Job: Convert every line of the items below into a JSON list of strings, one string per line, skipping blank lines and leaving out the pictures.
START Data provided
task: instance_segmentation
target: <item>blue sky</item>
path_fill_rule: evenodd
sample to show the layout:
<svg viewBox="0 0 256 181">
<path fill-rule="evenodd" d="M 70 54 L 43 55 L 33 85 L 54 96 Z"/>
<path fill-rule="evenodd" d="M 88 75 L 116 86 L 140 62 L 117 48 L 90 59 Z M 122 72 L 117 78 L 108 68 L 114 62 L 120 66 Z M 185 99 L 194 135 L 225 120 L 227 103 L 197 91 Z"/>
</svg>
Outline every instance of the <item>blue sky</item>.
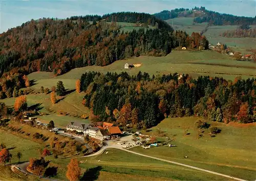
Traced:
<svg viewBox="0 0 256 181">
<path fill-rule="evenodd" d="M 178 8 L 204 6 L 240 16 L 256 16 L 256 0 L 0 0 L 0 33 L 31 19 L 103 15 L 119 11 L 155 13 Z"/>
</svg>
END Data provided
The solution:
[
  "task: instance_segmentation",
  "target: <item>blue sky</item>",
  "path_fill_rule: evenodd",
  "sample to show the layout:",
  "<svg viewBox=\"0 0 256 181\">",
  "<path fill-rule=\"evenodd\" d=\"M 70 54 L 43 55 L 33 85 L 54 96 Z\"/>",
  "<path fill-rule=\"evenodd\" d=\"M 88 75 L 116 86 L 140 62 L 117 48 L 90 59 Z M 122 72 L 117 78 L 108 68 L 114 62 L 120 66 Z M 185 99 L 194 135 L 225 120 L 227 103 L 197 91 Z\"/>",
  "</svg>",
  "Outline every instance of the <item>blue sky</item>.",
  "Traced:",
  "<svg viewBox=\"0 0 256 181\">",
  "<path fill-rule=\"evenodd\" d=\"M 178 8 L 204 6 L 240 16 L 256 16 L 256 0 L 0 0 L 0 33 L 31 19 L 103 15 L 119 11 L 155 13 Z\"/>",
  "</svg>"
]